### Task goal
In the part of the records that opens with the line containing "the road in" and closes with the last line of the records, rename "distant mountain" to "far-off mountain". Write out that part again with nothing else altered.

##### Data for the task #####

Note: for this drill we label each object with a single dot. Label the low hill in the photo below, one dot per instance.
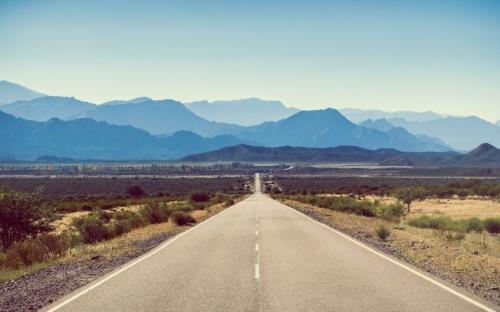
(485, 155)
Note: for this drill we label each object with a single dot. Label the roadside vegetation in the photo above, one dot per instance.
(385, 186)
(417, 223)
(33, 234)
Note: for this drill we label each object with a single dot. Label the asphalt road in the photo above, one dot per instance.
(260, 255)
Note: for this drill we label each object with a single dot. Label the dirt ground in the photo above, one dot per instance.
(453, 207)
(472, 263)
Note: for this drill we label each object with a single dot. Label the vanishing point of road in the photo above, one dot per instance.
(260, 255)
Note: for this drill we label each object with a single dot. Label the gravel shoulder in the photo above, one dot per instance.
(36, 290)
(477, 271)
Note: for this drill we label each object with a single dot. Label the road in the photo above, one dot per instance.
(260, 255)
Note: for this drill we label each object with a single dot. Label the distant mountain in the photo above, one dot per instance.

#####

### Task response
Note: for this drill we label each object with a single dot. Label the road in the photo above, one dot per instance.
(260, 255)
Note: for this drill we label each object with a single dot. Label the far-off mountain in the photo above, one dot per instance.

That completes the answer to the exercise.